Problem requirements
Treat the line containing "In this exercise you will mark each instance of the building" as the first line of the answer and the last line of the data as its final line, reproducing every line between exactly.

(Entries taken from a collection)
━━━━━━━━

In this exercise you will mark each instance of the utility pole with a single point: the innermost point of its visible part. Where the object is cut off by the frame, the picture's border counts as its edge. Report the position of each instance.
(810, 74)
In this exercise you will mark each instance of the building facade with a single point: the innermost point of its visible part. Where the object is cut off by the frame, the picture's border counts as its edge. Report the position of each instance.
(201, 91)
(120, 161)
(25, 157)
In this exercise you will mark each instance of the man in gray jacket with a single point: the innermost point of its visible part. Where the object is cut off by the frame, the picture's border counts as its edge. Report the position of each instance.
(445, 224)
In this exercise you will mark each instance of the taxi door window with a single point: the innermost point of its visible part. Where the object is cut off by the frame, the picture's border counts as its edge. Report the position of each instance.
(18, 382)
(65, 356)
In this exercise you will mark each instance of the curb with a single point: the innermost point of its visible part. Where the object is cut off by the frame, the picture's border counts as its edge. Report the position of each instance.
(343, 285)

━━━━━━━━

Exercise answer
In this exercise you will mark each instance of the building facade with a single point: the innermost point of its visible part. Where the object is cut off by the frame, the picture's border counts as its edge. Report the position of each instance.
(201, 91)
(120, 161)
(25, 157)
In this exercise you will mark each instance of the man in gray jacket with a single point: the innermost point of its visible part. Where the object is cut off by the frame, the picture's border counts as its edge. Report the position of each instance.
(445, 224)
In this exercise you will mark each instance of the taxi door window with a single point: the innermost point of its visible part. Where the object is cut off by the frame, the picture's border counts as its edge. Report the position of each instance.
(18, 382)
(65, 356)
In this exercise you will mark each instance of the curb with a single point: the innermost point of its visible part. Where the object is cut off by the frame, the picture's border counts as its edge. Report the position of each instance.
(343, 285)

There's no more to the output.